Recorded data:
════════════════════
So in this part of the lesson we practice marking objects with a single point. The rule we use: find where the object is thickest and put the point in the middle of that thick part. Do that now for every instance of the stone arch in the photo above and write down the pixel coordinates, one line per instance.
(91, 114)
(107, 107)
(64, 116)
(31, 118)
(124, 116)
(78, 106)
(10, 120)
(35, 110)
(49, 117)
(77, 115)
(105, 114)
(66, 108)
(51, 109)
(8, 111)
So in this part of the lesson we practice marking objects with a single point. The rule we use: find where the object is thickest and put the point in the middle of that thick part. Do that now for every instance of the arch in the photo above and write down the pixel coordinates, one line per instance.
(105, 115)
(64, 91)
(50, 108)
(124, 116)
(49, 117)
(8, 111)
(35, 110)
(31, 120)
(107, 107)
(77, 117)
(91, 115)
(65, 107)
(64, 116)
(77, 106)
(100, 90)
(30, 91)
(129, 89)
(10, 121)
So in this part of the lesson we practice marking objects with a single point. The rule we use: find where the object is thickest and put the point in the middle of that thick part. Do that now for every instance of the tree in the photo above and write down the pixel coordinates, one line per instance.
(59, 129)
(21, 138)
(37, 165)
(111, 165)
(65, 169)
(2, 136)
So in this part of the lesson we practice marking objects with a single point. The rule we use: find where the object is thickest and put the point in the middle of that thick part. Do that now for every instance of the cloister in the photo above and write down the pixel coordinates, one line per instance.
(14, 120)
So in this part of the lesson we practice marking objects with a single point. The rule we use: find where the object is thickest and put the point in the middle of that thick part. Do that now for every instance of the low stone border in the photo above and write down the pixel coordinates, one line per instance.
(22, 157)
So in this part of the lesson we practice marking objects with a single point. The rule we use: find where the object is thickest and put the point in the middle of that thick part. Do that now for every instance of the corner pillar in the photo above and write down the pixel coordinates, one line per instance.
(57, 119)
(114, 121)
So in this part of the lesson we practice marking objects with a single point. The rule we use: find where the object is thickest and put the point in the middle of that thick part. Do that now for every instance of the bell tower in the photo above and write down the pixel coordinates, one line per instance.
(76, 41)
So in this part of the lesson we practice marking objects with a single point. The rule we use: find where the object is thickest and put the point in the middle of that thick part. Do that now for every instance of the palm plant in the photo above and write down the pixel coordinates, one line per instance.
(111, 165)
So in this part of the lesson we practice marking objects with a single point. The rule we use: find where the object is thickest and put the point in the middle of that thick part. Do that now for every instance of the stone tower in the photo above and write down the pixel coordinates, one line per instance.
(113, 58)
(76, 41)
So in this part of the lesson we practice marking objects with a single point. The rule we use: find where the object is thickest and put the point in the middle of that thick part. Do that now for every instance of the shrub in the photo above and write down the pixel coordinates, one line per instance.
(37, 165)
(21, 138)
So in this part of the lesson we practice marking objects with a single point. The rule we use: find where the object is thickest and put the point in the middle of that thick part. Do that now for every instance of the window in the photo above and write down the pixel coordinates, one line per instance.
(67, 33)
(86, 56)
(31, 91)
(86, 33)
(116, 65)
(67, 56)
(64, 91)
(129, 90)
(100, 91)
════════════════════
◆ Work request: Could you transcribe every entry exactly, without altering anything?

◆ Result of this exercise:
So in this part of the lesson we practice marking objects with a single point. The rule we use: find where the object is thickest and put the point in the middle of that thick part. Do that now for every instance of the stone arch in the photo above and write down the pixel coordinates, one line per instance.
(91, 114)
(107, 107)
(64, 116)
(31, 118)
(124, 116)
(78, 106)
(10, 120)
(35, 110)
(49, 117)
(77, 115)
(105, 114)
(66, 108)
(51, 109)
(8, 111)
So in this part of the lesson we practice marking objects with a single point. The rule we use: find where the object is thickest and put the point in the middle of that thick part. Do that now for every instance of the arch in the photo above and write down the pixel coordinates, one line per instance.
(105, 115)
(64, 91)
(50, 108)
(124, 116)
(49, 117)
(8, 111)
(35, 110)
(31, 120)
(107, 107)
(77, 117)
(91, 115)
(65, 107)
(64, 116)
(77, 106)
(100, 90)
(30, 91)
(129, 89)
(10, 121)
So in this part of the lesson we practice marking objects with a single point. The rule we use: find where the object is thickest and put the point in the middle of that thick part. Do that now for every instance of the tree in the photo above and write down the pixel coordinates, one line per instance.
(59, 129)
(21, 138)
(37, 165)
(111, 165)
(65, 169)
(2, 136)
So in this part of the lesson we practice marking objects with a single point. The rule we use: find where the object is thickest and put the point in the middle of that thick part. Do that now for every instance of the cloister in the photo above and write down the pixel coordinates, one line per instance.
(14, 120)
So in this part of the lesson we practice marking objects with a single point. The rule we use: find where the object is thickest and put the point in the middle of that thick part. Do that now for every instance of the low stone border in the photo above and write down the pixel coordinates, one line per instance.
(22, 157)
So in this part of the lesson we practice marking objects with a single point. The rule we use: find where the object is thickest and put the point in the middle of that thick part. Do that now for every instance of the corner pillar in the photo above and write down the pixel coordinates, one line per instance.
(57, 119)
(114, 121)
So in this part of the lesson we practice marking objects with a single point. The rule we use: find where the object is thickest and put the point in the middle of that thick part. Do that now for every instance of the bell tower in the photo above and write down the pixel coordinates, one line per instance.
(76, 41)
So in this part of the lesson we practice marking objects with a single point. The rule we use: find where the object is thickest and put the point in the middle of that thick part. Do that now for every instance of the palm plant in the photo above and write down the pixel coordinates, one line per instance.
(111, 165)
So in this part of the lesson we practice marking objects with a single point. The rule we use: find where the object is thickest and put the point in the middle of that thick part. Do that now for every instance of the stone tower in the photo above and write down the pixel coordinates, one line per instance.
(113, 58)
(76, 41)
So in this part of the lesson we practice marking objects with a single point. The rule we use: find where the object is thickest and put the point in the middle of that thick part. Do that now for every instance of the shrub in the photo above and write down the pixel coordinates, one line per instance.
(37, 165)
(21, 138)
So in this part of the lesson we practice marking objects with a single point. The rule we use: find where the object is thickest and put the point in the middle of that thick part. Do that now for every instance of the window in the photo above and write down the pixel coordinates, one line per instance.
(67, 33)
(86, 56)
(31, 91)
(86, 33)
(116, 65)
(67, 56)
(64, 91)
(129, 90)
(100, 91)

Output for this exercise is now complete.